_DATA LINES:_
* begin *
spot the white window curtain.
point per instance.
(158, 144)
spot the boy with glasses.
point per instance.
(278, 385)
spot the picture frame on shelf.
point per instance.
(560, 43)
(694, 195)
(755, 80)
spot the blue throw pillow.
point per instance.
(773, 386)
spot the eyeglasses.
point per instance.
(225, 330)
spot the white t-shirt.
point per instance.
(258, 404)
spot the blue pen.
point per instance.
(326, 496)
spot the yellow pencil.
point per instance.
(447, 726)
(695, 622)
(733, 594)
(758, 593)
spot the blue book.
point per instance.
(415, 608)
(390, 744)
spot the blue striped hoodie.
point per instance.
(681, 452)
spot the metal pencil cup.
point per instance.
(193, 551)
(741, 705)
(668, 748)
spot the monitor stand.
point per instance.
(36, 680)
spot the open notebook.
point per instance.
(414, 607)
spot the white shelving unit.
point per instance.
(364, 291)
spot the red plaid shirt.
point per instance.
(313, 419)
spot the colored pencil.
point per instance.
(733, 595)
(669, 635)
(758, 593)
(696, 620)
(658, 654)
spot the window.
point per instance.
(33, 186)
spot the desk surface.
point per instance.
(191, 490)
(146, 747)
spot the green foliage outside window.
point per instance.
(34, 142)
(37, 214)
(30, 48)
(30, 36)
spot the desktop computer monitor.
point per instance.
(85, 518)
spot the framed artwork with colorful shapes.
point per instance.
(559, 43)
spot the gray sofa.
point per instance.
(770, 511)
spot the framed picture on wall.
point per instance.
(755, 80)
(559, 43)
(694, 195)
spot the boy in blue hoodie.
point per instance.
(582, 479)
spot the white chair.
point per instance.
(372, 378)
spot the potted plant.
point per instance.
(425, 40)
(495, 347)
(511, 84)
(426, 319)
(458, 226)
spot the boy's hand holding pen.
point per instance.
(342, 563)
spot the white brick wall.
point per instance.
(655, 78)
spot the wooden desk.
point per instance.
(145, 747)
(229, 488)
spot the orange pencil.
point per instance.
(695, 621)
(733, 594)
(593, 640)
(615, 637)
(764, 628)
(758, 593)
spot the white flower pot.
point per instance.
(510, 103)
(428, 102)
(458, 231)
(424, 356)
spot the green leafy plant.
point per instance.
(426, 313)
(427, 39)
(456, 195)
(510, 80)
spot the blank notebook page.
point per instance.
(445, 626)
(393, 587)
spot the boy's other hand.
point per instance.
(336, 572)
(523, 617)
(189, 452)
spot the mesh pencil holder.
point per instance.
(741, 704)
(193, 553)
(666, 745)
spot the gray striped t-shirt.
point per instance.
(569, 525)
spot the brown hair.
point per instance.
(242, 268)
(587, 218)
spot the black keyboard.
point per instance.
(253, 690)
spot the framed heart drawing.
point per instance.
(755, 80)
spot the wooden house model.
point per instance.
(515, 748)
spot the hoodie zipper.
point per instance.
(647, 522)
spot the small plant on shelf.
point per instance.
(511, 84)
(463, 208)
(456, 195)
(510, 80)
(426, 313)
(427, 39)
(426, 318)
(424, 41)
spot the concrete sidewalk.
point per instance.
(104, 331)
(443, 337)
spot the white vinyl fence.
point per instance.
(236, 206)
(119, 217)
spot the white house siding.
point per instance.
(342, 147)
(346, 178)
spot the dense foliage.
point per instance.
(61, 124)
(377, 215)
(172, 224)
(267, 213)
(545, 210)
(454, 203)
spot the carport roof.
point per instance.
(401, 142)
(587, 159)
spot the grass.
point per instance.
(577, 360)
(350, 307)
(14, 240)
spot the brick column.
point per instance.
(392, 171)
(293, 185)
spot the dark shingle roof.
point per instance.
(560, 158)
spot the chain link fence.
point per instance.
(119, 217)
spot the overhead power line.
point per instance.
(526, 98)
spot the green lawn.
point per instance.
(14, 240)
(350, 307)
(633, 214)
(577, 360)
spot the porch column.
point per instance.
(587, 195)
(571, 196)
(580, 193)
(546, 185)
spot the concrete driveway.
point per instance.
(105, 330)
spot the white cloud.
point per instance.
* end *
_DIRECTIONS FOR THIS TASK:_ Please update the rows from the one containing "spot the overhead power line." through the end of the rows, changing "porch column" to "porch post" and leaving everything else unchanged.

_RESULT:_
spot the overhead power line.
point per instance.
(526, 98)
spot the green lawn.
point per instance.
(14, 240)
(350, 307)
(633, 214)
(577, 360)
spot the porch post.
point per instance.
(587, 195)
(571, 196)
(580, 193)
(546, 185)
spot the concrete driveway.
point per instance.
(105, 330)
spot the white cloud.
point per instance.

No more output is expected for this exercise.